→ **EXTRAIT FOURNI**

Remplacer les documents papier par des fichiers numériques, substituer l’archivage numérique aux chronophages opérations d’archivage papier… Certains en rêvent, d’autres s’en méfient. Loin de faire l’unanimité, la tendance zéro papier gagne du terrain et la législation évolue en sa faveur. Pour autant, en finir avec le papier n’est pas une solution encore adaptée à toutes les organisations, et cet objectif demande de la méthode et des investissements pour être atteint.
Texte : Françoise Sigot
Selon une étude du Gartner Group, une entreprise consacre en moyenne 2 % de son chiffre d’affaires à la gestion du papier nécessaire à son activité. Les exemples sont parfois criants. Ainsi, pour mener à bien une opération relativement classique de vente, on émet – et imprime – un devis, un bon de commande, une confirmation de commande, une ou plusieurs factures, un bon de livraison, des relances… Beaucoup de papier, mais aussi beaucoup d’opérations chronophages et un impact forcément négatif sur l’environnement. D’où la tendance apparue dans les années 2000, avec l’avènement du développement durable, laissant à penser que le zéro papier serait non seulement de nature à préserver notre planète, mais aussi à réaliser de menues économies. Dès lors, comment ne pas s’interroger lorsqu’une étude réalisée par le groupe Esker conclut que la quasi-totalité des opérations de gestion d’une multinationale comme d’une PME s’achève toujours par une feuille tout droit sortie d’une imprimante ? « Parce que le zéro papier n’est pas une utopie, mais ce n’est pas forcément la meilleure chose à faire », tranche Rémy Cognet, directeur du groupe Elan, spécialiste de la gestion documentaire.

→ **DONNÉES FOURNIES**
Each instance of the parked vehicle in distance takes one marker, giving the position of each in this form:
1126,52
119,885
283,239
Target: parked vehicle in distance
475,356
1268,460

→ **CONSIGNES**
A. Quels documents le texte sur le zéro papier cite-t-il comme émis et imprimés pour mener à bien une opération classique de vente ?
B. Pouvez-vous réécrire les entrées en substituant « distant parked car » à « parked vehicle in distance », tout le reste demeurant inchangé ?

→ **RÉPONSES PAR CONSIGNE**
A. Un devis, un bon de commande, une confirmation de commande, une ou plusieurs factures, un bon de livraison et des relances.

B.
Each instance of the distant parked car takes one marker, giving the position of each in this form:
1126,52
119,885
283,239
Target: distant parked car
475,356
1268,460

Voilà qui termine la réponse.